▶ **Selection**
━━━━━━━━━━━━━━━━━━━━━━━━━━━━━━
On 24.3.2011, at 18:31, Mark S wrote:

> Hello Carsten et al,
> 
> --- On Thu, 3/24/11, Carsten Dominik <carsten.domi...@gmail.com> wrote:
> 
>> 1. Be satisfied with the way things are, just realize
>>   that repeaters only show up on the first date when
>>   the event happens for the first time.
> 
> This would mean that you could never *trust* the
> timeline when dealing with events more than a week or
> two out. You would always have that lingering worry
> that you forgot to bump one of the repeaters.
> 
>> 2. Use the agenda, restricted to a single file, for a
>>   time range you specify.  This has the advantage
>>   that also diary sexps will work properly - the
>>   timeline currently has no way to deal with these.
> 
> This would be great if there were a "sparse"
> agenda. There isn't a way to make the agenda not show
> empty days is there? As it is, if you make an agenda
> extending out a year, you will have to wade through
> several hundred lines worth of empty days.
> 
>> 3. Change the section of the timeline code that
>>   produces the list of interesting dates.
> 
> That seems like a good solution. Is it difficult?
> 
>> 4. Define a variable that will make the timeline
>>   always look at *every* date in the range covered
>>   by the file.  And live with the fact that
>>   constructing the view might take long.  Maybe it
>>   will not even to terribly long if you really use
>>   this view for single projects.  This would be easy
>>   to implement.
━━━━━━━━━━━━━━━━━━━━━━━━━━━━━━
▶ **Record set**

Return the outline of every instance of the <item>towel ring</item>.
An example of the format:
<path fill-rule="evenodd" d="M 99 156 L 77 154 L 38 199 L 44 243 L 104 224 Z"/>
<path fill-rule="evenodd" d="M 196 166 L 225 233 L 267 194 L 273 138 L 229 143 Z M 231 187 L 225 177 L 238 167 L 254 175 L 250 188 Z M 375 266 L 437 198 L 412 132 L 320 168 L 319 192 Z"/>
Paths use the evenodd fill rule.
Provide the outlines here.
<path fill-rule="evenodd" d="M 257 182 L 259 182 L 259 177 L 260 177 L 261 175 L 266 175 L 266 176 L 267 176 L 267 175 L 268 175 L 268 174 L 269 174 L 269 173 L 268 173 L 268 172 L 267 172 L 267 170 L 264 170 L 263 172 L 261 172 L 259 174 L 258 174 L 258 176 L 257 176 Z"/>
━━━━━━━━━━━━━━━━━━━━━━━━━━━━━━
▶ **Problem set**
**a.** Reproduce everything in the timeline message above from "On 24.3.2011, at" down to "the first time.".
**b.** Translate into German the sentence "That seems like a good solution." from the timeline message.

▶ **The solutions**
**a.**
On 24.3.2011, at 18:31, Mark S wrote:

> Hello Carsten et al,
> 
> --- On Thu, 3/24/11, Carsten Dominik <carsten.domi...@gmail.com> wrote:
> 
>> 1. Be satisfied with the way things are, just realize
>>   that repeaters only show up on the first date when
>>   the event happens for the first time.

**b.** Das scheint eine gute Lösung zu sein.